===== Task inputs =====

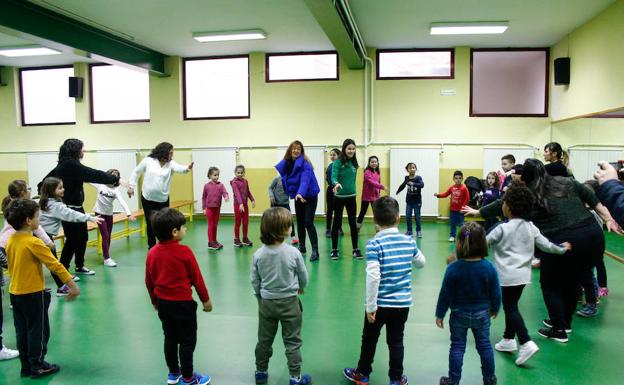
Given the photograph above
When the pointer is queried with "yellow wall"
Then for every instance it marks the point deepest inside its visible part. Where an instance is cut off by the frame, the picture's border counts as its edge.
(596, 55)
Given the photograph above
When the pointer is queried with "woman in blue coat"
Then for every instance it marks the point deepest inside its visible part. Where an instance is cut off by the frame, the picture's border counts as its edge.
(301, 185)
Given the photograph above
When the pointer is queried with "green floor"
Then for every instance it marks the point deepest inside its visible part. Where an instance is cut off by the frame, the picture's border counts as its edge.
(112, 335)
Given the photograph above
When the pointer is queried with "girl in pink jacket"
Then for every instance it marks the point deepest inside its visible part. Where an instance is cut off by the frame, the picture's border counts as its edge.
(371, 188)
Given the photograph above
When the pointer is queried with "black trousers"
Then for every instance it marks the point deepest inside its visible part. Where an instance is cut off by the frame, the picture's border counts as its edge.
(305, 221)
(394, 319)
(514, 324)
(76, 237)
(339, 205)
(179, 322)
(148, 209)
(32, 328)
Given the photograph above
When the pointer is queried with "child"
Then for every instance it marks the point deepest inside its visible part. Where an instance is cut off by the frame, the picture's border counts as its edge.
(513, 246)
(344, 171)
(388, 291)
(279, 198)
(413, 198)
(470, 289)
(26, 253)
(170, 271)
(329, 194)
(214, 191)
(371, 187)
(104, 209)
(278, 274)
(240, 189)
(459, 198)
(492, 193)
(53, 211)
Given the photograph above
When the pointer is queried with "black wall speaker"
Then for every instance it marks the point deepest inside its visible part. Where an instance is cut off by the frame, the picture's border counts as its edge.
(562, 71)
(75, 87)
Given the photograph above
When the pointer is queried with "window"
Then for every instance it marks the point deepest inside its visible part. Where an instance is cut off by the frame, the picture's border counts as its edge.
(415, 64)
(283, 67)
(118, 94)
(509, 82)
(45, 96)
(216, 88)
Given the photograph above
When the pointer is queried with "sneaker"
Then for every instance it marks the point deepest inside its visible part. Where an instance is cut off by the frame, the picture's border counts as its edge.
(261, 377)
(557, 335)
(174, 378)
(8, 354)
(548, 324)
(527, 350)
(197, 379)
(84, 270)
(110, 262)
(62, 291)
(354, 375)
(589, 310)
(402, 381)
(506, 345)
(303, 379)
(45, 370)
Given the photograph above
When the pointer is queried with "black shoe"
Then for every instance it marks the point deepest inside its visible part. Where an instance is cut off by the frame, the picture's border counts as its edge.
(557, 335)
(45, 370)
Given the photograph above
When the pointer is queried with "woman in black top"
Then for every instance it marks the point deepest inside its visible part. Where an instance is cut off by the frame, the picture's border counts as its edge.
(74, 174)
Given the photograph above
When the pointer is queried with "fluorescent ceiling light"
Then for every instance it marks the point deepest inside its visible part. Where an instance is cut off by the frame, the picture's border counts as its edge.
(252, 34)
(27, 51)
(471, 28)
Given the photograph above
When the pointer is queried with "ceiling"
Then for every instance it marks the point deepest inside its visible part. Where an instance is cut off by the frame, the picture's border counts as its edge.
(166, 26)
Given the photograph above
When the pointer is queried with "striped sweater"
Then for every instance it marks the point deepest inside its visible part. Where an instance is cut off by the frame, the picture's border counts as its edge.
(389, 269)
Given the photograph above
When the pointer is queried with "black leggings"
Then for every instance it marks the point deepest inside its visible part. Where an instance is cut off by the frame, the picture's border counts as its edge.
(351, 206)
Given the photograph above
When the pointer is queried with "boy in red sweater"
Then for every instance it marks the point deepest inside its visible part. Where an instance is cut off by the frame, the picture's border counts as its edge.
(171, 270)
(459, 198)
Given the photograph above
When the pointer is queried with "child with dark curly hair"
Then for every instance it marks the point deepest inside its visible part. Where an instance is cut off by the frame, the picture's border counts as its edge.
(513, 245)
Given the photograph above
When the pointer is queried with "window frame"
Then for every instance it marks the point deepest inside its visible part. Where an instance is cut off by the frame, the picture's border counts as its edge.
(184, 60)
(546, 82)
(450, 50)
(300, 53)
(91, 101)
(21, 89)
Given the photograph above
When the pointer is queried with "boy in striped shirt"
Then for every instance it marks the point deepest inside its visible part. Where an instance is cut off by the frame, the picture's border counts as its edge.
(388, 291)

=====

**Exercise directions:** Pictures are excluded; repeat every record exactly.

**Answer to the task:**
Given the photograph above
When the pointer is queried with "yellow wall"
Then for every instance it marks the point deepest inside its visible part. Where an instance is cut off by the frame, the picture's border counts as its edge.
(596, 55)
Given the photograph above
When the pointer is queried with "woman in blue coat"
Then for every instance it marks the point deepest inside its visible part. Where an instance is cut off by the frame, the picture's border counts as its edge.
(301, 185)
Given the photograph above
When the pointer is queried with "green floor"
Then for every instance it marks the point deepest inside its visible part. Where an instance is cut off by the frame, the picture's border counts as its edge.
(112, 335)
Given the photograph above
When the pointer is queried with "girl in pink jacket"
Then for every instance it marks the point deepest inside its visible part. Where an instance is cut off by the frame, the picture's border counts as its edge.
(371, 188)
Given the photograph above
When the pointer is queried with "black trousers"
Then for every instance it marks the point deepest inside its visible part. Where an instance is cut off by the frame, the picture's border counts as its edge.
(305, 221)
(394, 319)
(514, 324)
(76, 237)
(339, 205)
(179, 322)
(148, 209)
(32, 328)
Given the photograph above
When the pointer is queried with "child"
Then for every instance it marks the point deepest inside its visible part. Where an instance is cut off by the frame, the picture's border counts as its edge.
(513, 246)
(344, 171)
(388, 291)
(279, 198)
(413, 198)
(470, 289)
(26, 253)
(170, 271)
(329, 194)
(214, 191)
(371, 187)
(104, 209)
(278, 274)
(240, 189)
(459, 198)
(492, 193)
(53, 211)
Given the photograph above
When the pointer is queried with "black wall speaker"
Then for every instance it marks the point deepest inside its visible part. Where an instance is cut off by the frame, the picture's border counts as its edge.
(562, 71)
(75, 87)
Given the photograph above
When the pointer is queried with "window"
Then for every instance it marks the point deepest inside its visible part. Where an instance is cut off by the frame, the picture's border counts as its edge.
(415, 64)
(283, 67)
(118, 94)
(509, 82)
(45, 96)
(216, 88)
Given the photograph above
When the pointer is queried with "sneaker"
Then for every instance it marks the point deepest inside its visible part. Where an instance is cut off by the frame, the picture's border counts as its edge.
(261, 377)
(557, 335)
(174, 378)
(8, 354)
(548, 324)
(527, 350)
(197, 379)
(84, 270)
(110, 262)
(62, 291)
(354, 375)
(589, 310)
(402, 381)
(506, 345)
(303, 379)
(45, 370)
Given the photograph above
When the pointer is queried with "black shoe"
Then for every instance it marks the point deepest inside its visible part. Where an instance is cut off by the frame, the picture's border counts as its edge.
(557, 335)
(45, 370)
Given the photograph above
When the pointer is queried with "woman in black top"
Then for every instance it marks the point deepest inside its visible part. Where an instance is cut off by the frame, the picture's border counts as its edge.
(74, 174)
Given the photograph above
When the pointer is queried with "fluorescent ceiling light"
Then for every instance it marks the point deepest inside its visible part. Where an instance is cut off by the frame, the picture's border counts as its edge.
(252, 34)
(27, 51)
(471, 28)
Given the photograph above
When the pointer is queried with "ceiling"
Then for every instance it marks the point deepest inside its visible part. Where an instance is cut off by the frame, the picture's border counts as its edge.
(166, 26)
Given the photograph above
When the pointer is queried with "striped sweater"
Then for every instance it marks the point deepest inside its visible part. Where an instance is cut off by the frame, the picture's border counts as its edge.
(389, 269)
Given the photograph above
When the pointer is queried with "black leggings"
Then for every instance it marks the point deepest inside its visible part. Where an instance is cut off by the frame, the picture's border counts as its edge.
(351, 206)
Given the photograph above
When the pointer is queried with "boy in red sweater"
Then for every instance it marks the point deepest inside its visible part. Where an instance is cut off by the frame, the picture's border counts as its edge.
(171, 270)
(459, 198)
Given the photograph above
When the pointer is queried with "child with dark curly hair"
Then for every instance it marks the point deepest inside its visible part. Where an instance is cut off by the frame, the picture's border counts as its edge.
(513, 245)
Given the photograph above
When the pointer is queried with "window frame"
Then for every instance it marks the point deepest inside its visible part. Where an instance is cut off by the frame, the picture's border counts as its edge.
(184, 60)
(546, 82)
(450, 50)
(300, 53)
(91, 101)
(21, 89)
Given the photograph above
When the pointer is queried with "boy in striped shirt"
Then for every instance it marks the point deepest inside its visible part. Where an instance is cut off by the frame, the picture's border counts as its edge.
(388, 291)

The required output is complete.